Level Order Traversal (BFS)
Level order traversal visits nodes level by level, from left to right. Unlike the previous three traversals which used recursion, level order uses a queue.
[5]
/ \
[3] [7]
/ \ \
[1] [4] [10]
Level 0: 5
Level 1: 3, 7
Level 2: 1, 4, 10
Output: 5, 3, 7, 1, 4, 10The Approach
We use a queue to keep track of nodes to visit. At each step:
- Dequeue a node and visit it
- Enqueue its left child if it exists
- Enqueue its right child if it exists
- Repeat until the queue is empty
Start: enqueue [5]
Queue: [[5]]
Dequeue [5], visit 5, enqueue [3] and [7]
Queue: [[3], [7]]
Dequeue [3], visit 3, enqueue [1] and [4]
Queue: [[7], [1], [4]]
Dequeue [7], visit 7, enqueue [10]
Queue: [[1], [4], [10]]
Dequeue [1], visit 1, no children
Queue: [[4], [10]]
Dequeue [4], visit 4, no children
Queue: [[10]]
Dequeue [10], visit 10, no children
Queue: []
Output: 5, 3, 7, 1, 4, 10In C
// A queue that stores Node pointers for BFS
typedef struct BFSNode {
Node *data;
struct BFSNode *next;
} BFSNode;
typedef struct {
BFSNode *front;
BFSNode *back;
int size;
} BFSQueue;
BFSQueue create_bfs_queue() {
BFSQueue q;
q.front = NULL;
q.back = NULL;
q.size = 0;
return q;
}
void bfs_enqueue(BFSQueue *q, Node *data) {
BFSNode *node = (BFSNode *)malloc(sizeof(BFSNode));
node->data = data;
node->next = NULL;
if (q->back == NULL) {
q->front = node;
q->back = node;
} else {
q->back->next = node;
q->back = node;
}
q->size++;
}
Node *bfs_dequeue(BFSQueue *q) {
BFSNode *temp = q->front;
Node *data = temp->data;
q->front = q->front->next;
if (q->front == NULL) {
q->back = NULL;
}
free(temp);
q->size--;
return data;
}
int bfs_is_empty(BFSQueue *q) {
return q->size == 0;
}
void level_order(BST *bst) {
if (bst->root == NULL) {
return;
}
BFSQueue q = create_bfs_queue();
// Enqueue the root node to start the traversal
bfs_enqueue(&q, bst->root);
while (!bfs_is_empty(&q)) {
// Dequeue the front node and print it
Node *node = bfs_dequeue(&q);
printf("%d ", node->data);
// Enqueue left child if it exists
if (node->left != NULL) {
bfs_enqueue(&q, node->left);
}
// Enqueue right child if it exists
if (node->right != NULL) {
bfs_enqueue(&q, node->right);
}
}
}
// Usage
BST bst = create_bst();
insert(&bst, 5);
insert(&bst, 3);
insert(&bst, 7);
insert(&bst, 1);
insert(&bst, 4);
insert(&bst, 10);bfs_enqueue(&q, bst->root) enqueues the root node to start the traversal.
__________________________________________________
### Goal A
From the listing, pick out each line that contains the string "chair" and copy it unchanged.
__________________________________________________
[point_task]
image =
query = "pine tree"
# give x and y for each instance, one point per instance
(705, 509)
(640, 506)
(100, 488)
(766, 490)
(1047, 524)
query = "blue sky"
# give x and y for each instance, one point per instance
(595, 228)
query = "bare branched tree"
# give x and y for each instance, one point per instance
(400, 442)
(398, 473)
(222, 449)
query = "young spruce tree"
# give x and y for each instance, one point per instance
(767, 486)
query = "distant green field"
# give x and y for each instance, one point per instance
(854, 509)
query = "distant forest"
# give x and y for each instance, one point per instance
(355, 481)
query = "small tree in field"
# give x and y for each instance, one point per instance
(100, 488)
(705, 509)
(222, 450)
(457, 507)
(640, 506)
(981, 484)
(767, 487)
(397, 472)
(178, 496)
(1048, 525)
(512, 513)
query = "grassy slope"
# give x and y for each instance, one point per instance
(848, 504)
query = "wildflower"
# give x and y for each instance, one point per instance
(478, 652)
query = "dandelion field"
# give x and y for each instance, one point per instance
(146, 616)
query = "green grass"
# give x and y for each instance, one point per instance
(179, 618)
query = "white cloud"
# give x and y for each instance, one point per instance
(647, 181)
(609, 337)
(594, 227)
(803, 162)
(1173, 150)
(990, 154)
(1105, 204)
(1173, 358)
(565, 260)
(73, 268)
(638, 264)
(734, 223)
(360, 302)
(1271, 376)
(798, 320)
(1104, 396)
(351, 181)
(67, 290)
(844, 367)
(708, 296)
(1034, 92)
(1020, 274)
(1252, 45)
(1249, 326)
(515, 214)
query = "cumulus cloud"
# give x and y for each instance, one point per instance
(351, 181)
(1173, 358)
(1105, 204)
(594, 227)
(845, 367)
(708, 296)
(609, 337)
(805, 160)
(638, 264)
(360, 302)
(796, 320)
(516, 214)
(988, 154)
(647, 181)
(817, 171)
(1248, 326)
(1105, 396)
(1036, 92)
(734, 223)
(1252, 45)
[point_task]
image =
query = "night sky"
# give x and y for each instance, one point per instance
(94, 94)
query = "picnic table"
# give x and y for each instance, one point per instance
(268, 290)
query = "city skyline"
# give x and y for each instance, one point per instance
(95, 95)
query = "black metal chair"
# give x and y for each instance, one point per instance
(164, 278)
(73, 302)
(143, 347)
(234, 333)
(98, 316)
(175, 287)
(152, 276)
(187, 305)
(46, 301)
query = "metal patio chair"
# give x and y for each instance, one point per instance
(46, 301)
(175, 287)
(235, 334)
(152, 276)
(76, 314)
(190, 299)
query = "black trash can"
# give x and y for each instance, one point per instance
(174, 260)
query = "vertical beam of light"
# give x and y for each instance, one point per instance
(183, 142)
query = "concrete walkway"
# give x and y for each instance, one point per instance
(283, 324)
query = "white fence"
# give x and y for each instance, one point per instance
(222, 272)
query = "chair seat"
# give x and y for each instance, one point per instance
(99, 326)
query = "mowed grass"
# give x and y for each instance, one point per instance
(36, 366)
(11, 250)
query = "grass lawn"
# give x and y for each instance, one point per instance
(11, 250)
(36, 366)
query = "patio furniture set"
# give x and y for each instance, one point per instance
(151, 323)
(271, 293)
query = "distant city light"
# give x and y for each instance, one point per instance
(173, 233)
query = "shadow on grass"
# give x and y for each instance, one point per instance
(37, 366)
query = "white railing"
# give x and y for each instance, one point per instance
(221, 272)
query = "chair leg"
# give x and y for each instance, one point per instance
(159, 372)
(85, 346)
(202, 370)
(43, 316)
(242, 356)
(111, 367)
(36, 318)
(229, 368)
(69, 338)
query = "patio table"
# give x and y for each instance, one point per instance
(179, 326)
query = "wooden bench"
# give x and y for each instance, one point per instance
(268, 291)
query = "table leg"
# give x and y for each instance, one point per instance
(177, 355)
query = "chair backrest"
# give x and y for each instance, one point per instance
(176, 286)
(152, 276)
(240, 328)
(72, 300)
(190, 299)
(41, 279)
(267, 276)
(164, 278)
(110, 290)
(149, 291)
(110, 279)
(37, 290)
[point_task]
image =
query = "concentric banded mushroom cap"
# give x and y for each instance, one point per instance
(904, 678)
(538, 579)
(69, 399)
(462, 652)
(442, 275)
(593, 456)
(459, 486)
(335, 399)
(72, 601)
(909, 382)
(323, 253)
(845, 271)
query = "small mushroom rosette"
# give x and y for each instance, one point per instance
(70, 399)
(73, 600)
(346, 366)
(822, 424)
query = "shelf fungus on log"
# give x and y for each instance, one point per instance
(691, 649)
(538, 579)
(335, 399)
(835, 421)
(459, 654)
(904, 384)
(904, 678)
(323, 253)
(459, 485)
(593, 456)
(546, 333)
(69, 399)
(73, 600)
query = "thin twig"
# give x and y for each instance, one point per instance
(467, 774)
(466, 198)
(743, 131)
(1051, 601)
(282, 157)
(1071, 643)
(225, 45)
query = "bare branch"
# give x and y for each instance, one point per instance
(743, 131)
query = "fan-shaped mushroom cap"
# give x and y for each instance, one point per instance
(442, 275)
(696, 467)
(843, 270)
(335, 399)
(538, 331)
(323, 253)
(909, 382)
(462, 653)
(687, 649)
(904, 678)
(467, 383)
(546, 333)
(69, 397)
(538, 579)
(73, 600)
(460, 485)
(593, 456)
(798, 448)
__________________________________________________
### Goal B
Write out the passage of the level order traversal page from "Level order traversal visits" through "uses a queue." word for word.

### Complete answer A
query = "black metal chair"
query = "metal patio chair"
query = "chair seat"
query = "chair leg"
query = "chair backrest"

### Complete answer B
Level order traversal visits nodes level by level, from left to right. Unlike the previous three traversals which used recursion, level order uses a queue.